Copy out the lines of the listing below exactly, from the line containing "[Batch spec] Target class: tablet" through the line containing "[[234, 89, 250, 102]]", with both of those lines included.

========================================================================

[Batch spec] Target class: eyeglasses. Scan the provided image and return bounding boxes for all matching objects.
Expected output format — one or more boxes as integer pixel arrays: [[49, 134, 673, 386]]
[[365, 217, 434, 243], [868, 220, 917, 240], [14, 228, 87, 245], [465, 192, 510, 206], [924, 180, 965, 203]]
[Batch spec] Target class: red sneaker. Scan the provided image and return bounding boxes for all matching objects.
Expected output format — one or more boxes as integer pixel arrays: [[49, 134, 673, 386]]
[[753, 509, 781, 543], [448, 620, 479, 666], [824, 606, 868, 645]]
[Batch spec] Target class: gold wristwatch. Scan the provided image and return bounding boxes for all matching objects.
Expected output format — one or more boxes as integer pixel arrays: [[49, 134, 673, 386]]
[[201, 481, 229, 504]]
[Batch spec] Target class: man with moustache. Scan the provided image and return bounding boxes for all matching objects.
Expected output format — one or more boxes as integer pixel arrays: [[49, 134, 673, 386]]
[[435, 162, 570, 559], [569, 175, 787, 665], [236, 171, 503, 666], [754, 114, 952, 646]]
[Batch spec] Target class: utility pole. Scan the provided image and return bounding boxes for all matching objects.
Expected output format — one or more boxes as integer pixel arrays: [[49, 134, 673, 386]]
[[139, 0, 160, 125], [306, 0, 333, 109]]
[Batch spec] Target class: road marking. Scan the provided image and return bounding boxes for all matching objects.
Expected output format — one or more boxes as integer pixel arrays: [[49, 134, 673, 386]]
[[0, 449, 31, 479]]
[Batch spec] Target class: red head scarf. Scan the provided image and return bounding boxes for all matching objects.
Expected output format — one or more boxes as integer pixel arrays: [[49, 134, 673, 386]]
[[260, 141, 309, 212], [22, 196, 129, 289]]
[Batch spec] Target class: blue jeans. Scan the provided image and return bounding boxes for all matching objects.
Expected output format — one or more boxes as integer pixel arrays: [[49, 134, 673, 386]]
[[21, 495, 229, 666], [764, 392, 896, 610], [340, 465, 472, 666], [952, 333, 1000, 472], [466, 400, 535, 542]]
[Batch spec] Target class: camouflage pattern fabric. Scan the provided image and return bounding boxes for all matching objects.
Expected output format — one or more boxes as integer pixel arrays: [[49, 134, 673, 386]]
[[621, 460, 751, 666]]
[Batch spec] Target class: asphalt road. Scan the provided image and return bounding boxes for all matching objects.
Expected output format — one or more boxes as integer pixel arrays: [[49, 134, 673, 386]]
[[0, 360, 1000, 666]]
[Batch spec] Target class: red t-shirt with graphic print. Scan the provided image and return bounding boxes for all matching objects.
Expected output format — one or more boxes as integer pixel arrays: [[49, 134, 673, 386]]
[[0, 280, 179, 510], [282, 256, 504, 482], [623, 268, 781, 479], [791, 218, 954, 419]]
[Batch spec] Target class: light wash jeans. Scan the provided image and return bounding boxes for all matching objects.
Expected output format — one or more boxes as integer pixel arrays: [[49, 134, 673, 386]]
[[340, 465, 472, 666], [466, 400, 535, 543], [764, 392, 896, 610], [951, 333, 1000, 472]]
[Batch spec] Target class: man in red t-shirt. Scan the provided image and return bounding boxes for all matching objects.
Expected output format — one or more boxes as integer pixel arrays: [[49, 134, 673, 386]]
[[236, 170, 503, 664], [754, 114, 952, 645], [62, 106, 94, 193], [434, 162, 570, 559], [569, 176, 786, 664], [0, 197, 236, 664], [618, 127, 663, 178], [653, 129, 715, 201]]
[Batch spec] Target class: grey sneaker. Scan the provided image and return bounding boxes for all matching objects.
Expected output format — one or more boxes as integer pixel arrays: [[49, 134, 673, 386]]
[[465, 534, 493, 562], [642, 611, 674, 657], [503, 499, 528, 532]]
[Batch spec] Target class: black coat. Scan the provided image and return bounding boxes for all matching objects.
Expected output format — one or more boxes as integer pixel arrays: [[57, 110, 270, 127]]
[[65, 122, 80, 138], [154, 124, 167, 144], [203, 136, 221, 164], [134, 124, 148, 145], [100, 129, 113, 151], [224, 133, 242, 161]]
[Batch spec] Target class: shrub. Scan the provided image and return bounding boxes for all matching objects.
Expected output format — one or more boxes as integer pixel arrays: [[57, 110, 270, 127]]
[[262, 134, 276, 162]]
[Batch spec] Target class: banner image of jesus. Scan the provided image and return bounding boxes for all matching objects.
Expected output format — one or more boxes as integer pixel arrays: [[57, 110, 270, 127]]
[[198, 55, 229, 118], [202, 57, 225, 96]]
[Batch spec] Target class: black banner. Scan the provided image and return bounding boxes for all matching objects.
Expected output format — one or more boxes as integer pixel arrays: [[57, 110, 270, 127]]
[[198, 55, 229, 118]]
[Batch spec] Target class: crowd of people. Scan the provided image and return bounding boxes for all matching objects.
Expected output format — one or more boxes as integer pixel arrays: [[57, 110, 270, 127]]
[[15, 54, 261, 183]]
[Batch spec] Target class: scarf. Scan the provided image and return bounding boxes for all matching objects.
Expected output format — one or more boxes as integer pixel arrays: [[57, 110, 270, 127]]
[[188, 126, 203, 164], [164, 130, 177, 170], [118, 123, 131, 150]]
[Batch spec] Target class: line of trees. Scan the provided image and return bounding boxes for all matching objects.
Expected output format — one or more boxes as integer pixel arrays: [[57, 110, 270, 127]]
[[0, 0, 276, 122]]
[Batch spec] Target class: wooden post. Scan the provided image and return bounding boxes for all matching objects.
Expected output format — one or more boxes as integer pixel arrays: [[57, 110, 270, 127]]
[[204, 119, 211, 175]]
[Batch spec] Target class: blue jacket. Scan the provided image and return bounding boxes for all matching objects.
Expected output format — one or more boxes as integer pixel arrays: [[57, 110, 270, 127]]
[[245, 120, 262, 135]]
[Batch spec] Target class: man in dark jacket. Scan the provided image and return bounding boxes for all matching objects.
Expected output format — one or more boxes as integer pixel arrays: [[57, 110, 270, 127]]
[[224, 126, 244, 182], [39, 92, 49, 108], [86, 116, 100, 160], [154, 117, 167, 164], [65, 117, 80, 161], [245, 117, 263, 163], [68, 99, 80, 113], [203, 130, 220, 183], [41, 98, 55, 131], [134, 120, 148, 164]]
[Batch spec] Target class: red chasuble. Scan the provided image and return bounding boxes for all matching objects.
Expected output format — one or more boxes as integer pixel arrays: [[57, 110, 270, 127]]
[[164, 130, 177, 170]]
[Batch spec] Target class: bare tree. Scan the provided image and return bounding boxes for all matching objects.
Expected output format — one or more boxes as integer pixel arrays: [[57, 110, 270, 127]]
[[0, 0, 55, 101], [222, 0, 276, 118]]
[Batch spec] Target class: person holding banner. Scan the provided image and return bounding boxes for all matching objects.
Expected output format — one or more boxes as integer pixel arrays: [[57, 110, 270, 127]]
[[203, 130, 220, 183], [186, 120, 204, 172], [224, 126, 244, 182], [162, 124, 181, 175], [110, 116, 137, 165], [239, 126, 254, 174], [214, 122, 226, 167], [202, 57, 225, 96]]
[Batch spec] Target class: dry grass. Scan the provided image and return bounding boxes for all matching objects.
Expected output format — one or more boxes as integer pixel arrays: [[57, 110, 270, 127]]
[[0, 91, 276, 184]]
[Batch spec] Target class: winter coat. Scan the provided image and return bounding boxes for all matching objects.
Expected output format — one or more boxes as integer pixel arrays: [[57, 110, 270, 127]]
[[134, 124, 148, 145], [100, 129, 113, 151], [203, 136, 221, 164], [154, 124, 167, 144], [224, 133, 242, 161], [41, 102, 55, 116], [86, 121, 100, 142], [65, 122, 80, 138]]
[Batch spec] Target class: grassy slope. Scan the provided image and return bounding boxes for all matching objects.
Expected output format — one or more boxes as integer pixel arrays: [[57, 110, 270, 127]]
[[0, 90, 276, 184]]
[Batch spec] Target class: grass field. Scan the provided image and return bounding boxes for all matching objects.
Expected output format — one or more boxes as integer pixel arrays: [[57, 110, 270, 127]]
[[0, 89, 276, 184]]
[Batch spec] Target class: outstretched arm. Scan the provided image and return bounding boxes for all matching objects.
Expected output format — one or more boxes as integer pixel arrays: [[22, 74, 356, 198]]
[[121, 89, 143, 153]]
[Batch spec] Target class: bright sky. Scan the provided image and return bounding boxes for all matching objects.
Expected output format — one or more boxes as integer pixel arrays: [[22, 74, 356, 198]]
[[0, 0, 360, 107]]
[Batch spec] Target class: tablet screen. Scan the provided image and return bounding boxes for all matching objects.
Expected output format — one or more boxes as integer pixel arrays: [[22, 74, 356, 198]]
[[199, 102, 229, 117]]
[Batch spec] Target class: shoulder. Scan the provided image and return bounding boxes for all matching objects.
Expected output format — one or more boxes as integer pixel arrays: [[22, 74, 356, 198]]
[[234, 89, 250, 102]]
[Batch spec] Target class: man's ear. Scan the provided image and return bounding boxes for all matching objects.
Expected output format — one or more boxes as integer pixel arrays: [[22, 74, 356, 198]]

========================================================================

*Exercise response*
[Batch spec] Target class: tablet screen. Scan the provided image and return bounding boxes for all matching objects.
Expected output format — one or more boxes as integer pixel arrays: [[22, 74, 356, 198]]
[[199, 102, 229, 117]]
[Batch spec] Target class: shoulder. Scan the provided image and return bounding boxes for all matching objects.
Expected output format — one or more boxes as integer pixel arrays: [[22, 74, 356, 198]]
[[234, 89, 250, 102]]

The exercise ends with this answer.